• Quoted passage:

══════════════════════════════

I have some photos of my great grandparents from Christmas 1965 that I want to print for folks, so I need to do that.

I'm just tired. Why am I always tired?
malinaldarose: (Default)
  • This morning I am feeling as though I may as well max out my credit cards and eat nothing but chocolate for every meal because we're all going to be dead by this time next year anyway.

  • Jack seems to have settled down from whatever the hell was bugging him on Sunday. I wonder if he chucked his meds on Sunday morning and I just didn't see them while I was cleaning up the mess. Normally when he chucks in the morning, I can clearly see the completely-undigested-capsules and I give him more. I did think at the time that it was odd he'd yarked and managed to hang onto his pills. Either he digested them Really Fast or I just didn't see them.

  • I have discovered the reason why it smelled like cat urine halfway up the stairs: Kethri has been going behind my treadmill and peeing in the corner at the base of the stairwell wall. Last night, I saw her do it. I cleaned the spot with bleach water (heavy on the bleach) and rearranged things so that I don't think she can get back in there. Later this week, when I'm off, I'll go out and get some enzymatic cleaner and douse the spot. I'll need to get the $20 jug of it, since I still need to mop the basement floor with it.

  • Emergency! has been marked by Netflix as going away effective 1/1. I am displeased because I am only halfway through the second season and even if I did nothing else on vacation, I don't think I'd finish the series by then.

══════════════════════════════

• Items listed in a dataset:
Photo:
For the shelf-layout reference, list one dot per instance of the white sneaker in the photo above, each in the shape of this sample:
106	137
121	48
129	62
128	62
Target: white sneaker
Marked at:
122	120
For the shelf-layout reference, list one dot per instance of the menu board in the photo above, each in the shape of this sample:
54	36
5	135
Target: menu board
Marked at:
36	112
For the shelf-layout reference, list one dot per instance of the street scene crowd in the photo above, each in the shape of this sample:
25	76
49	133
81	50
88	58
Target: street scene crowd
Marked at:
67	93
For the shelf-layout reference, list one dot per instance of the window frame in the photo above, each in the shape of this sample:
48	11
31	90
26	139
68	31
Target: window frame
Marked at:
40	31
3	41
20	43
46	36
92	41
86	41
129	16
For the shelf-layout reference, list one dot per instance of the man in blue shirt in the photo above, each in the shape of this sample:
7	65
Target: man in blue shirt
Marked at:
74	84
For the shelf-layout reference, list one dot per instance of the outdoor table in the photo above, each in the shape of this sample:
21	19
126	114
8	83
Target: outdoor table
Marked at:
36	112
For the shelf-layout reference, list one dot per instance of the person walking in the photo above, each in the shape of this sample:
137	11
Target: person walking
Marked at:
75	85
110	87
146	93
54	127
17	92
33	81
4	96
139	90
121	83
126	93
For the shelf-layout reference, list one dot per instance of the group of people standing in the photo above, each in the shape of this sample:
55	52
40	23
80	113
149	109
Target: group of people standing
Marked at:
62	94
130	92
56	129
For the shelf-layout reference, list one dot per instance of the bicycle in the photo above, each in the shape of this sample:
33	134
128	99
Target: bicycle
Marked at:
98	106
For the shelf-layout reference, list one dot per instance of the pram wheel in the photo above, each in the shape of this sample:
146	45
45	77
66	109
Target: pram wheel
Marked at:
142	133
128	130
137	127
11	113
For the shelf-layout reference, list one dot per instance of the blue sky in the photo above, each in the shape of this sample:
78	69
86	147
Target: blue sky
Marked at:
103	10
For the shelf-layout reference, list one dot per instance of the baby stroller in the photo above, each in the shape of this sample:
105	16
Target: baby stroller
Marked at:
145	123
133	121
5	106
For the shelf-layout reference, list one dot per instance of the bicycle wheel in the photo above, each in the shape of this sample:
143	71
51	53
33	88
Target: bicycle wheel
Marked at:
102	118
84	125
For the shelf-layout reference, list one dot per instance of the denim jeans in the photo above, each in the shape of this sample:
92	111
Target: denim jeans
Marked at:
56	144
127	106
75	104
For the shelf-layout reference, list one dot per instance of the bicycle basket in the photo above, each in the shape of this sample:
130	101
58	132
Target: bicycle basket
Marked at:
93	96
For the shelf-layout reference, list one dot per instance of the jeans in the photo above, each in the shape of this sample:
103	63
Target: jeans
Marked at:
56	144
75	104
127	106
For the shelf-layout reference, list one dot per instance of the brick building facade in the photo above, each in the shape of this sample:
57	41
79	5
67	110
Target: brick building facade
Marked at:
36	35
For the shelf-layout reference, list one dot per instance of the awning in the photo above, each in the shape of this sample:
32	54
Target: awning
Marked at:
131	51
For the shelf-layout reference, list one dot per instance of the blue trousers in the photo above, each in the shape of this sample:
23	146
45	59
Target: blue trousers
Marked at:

══════════════════════════════

• Problem description: Return the journal entry above word for word, starting at "I'm just tired." and ending at "didn't see them.".

• Answer area:
I'm just tired. Why am I always tired?
malinaldarose: (Default)
  • This morning I am feeling as though I may as well max out my credit cards and eat nothing but chocolate for every meal because we're all going to be dead by this time next year anyway.

  • Jack seems to have settled down from whatever the hell was bugging him on Sunday. I wonder if he chucked his meds on Sunday morning and I just didn't see them while I was cleaning up the mess. Normally when he chucks in the morning, I can clearly see the completely-undigested-capsules and I give him more. I did think at the time that it was odd he'd yarked and managed to hang onto his pills. Either he digested them Really Fast or I just didn't see them.